[Data mentah]
%%

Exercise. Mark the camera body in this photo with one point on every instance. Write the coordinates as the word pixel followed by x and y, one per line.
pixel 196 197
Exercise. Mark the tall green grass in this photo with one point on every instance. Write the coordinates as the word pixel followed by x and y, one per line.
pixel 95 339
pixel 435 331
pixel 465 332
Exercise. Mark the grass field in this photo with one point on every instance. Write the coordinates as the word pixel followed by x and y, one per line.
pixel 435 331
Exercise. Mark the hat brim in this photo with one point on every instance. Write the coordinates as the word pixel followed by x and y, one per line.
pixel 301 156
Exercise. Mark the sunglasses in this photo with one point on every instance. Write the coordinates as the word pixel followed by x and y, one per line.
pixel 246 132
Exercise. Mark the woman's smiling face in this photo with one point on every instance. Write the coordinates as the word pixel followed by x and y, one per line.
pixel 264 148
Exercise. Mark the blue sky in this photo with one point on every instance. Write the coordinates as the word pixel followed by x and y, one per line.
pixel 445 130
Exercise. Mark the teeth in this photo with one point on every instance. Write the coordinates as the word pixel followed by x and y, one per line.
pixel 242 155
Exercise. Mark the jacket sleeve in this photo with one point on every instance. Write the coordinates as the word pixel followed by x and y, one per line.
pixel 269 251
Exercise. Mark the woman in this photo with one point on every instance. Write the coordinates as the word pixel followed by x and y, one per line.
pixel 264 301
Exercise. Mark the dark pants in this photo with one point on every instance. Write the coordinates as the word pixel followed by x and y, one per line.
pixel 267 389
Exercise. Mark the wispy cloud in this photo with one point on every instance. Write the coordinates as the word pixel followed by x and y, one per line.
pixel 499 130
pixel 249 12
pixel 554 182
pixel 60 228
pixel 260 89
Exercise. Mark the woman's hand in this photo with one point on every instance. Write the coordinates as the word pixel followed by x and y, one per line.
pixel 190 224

%%

Tujuan :: Ganti "one point" menjadi "a single point" pada baris mulai dari baris yang memuat "Exercise. Mark the woman's hand" hingga akhir item. Tuliskan ulang baris-baris tersebut saja tanpa perubahan lain.

Jawaban ::
Exercise. Mark the woman's hand in this photo with a single point on every instance. Write the coordinates as the word pixel followed by x and y, one per line.
pixel 190 224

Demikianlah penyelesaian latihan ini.